** START OF Document extract **

This baby Elephant rocker was made as a present for my nephew.
I didn't think about making an instructable of this at first. But in the end there was quite a lot of interest so I decided to give it a go. I hope this instructable will deliver some fun.
The main materials you'll need;
18mm plywood 0,8m2
oil or paint +/- 0,5 L
40 cm sisal rope (diameter 8-10mm)
jig- or band- saw
a router (optional)
pencil and paper (or a projector or laser cutter)
Step 1: Make It Your Own
I'm not the first in the world who wanted to make an elephant rocker.
I collected some inspiration and information on the internet and gave it my own twist.
To be fair in the end I have taken a good look at the instruction found at the following website.
I combined it with the some other models that I liked and made my own version.
Most of them gave me some good references when I was in doubt of the height of the seat or some other ergonomic points.
Step 2: Small Steps
Before making things big and risk making big mistakes I scaled things down.
For the big Elephant I was going to use 18mm plywood.
By scaling it down I was able to make a prototype of the model with a laser cutter.
Keep this trick in mind before just copying a design. (if you have the option)
It gave me some insights and opened some fun discussions on the design of toy's.
Ergonomics & risk of damaging kid, floor, room or elephant.

** END OF Document extract **
** START OF Data for the task **

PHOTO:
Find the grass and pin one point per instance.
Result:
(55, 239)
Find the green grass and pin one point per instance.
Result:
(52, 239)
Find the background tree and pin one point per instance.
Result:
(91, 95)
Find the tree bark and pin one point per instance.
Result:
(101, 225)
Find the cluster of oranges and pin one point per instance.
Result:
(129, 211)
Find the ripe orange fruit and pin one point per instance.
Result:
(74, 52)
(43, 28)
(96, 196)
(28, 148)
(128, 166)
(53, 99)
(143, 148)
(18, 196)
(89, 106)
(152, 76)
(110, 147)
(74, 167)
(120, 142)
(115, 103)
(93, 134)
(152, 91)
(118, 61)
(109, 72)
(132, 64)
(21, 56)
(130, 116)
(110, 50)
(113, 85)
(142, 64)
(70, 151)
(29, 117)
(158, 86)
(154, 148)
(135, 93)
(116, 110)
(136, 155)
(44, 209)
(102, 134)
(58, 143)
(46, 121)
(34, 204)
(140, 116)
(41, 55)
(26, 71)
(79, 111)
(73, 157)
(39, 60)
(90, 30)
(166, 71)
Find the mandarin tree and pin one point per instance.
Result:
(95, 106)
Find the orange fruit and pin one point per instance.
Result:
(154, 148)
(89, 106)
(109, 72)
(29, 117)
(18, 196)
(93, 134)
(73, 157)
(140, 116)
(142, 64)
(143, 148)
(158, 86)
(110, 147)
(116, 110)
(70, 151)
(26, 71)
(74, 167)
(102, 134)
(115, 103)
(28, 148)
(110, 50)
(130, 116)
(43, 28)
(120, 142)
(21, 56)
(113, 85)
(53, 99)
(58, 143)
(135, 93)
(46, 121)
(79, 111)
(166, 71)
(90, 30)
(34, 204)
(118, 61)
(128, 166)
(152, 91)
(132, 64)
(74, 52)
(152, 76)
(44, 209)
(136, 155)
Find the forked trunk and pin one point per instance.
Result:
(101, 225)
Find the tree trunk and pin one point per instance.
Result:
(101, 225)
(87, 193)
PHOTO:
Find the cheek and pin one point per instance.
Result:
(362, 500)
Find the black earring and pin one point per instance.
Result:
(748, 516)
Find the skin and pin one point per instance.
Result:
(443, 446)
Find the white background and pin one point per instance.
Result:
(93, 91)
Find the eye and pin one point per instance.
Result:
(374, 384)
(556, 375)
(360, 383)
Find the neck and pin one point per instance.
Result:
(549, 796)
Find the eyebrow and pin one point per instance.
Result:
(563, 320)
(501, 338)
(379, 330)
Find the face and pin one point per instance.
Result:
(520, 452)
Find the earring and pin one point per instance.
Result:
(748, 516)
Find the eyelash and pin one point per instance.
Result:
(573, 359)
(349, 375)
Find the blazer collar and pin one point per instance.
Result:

** END OF Data for the task **

_Directive 1_:
Name every item in the elephant rocker text's list of main materials.
_Directive 2_:
Edit the rows from the line with "Find the eyebrow" through the end of the rows, replacing "pin" with "mark" and changing nothing else, and give back only those lines.

_Correct response 1_:
- 18mm plywood 0,8m2
- oil or paint +/- 0,5 L
- 40 cm sisal rope (diameter 8-10mm)
- jig- or band- saw
- a router (optional)
- pencil and paper (or a projector or laser cutter)

_Correct response 2_:
Find the eyebrow and mark one point per instance.
Result:
(563, 320)
(501, 338)
(379, 330)
Find the face and mark one point per instance.
Result:
(520, 452)
Find the earring and mark one point per instance.
Result:
(748, 516)
Find the eyelash and mark one point per instance.
Result:
(573, 359)
(349, 375)
Find the blazer collar and mark one point per instance.
Result:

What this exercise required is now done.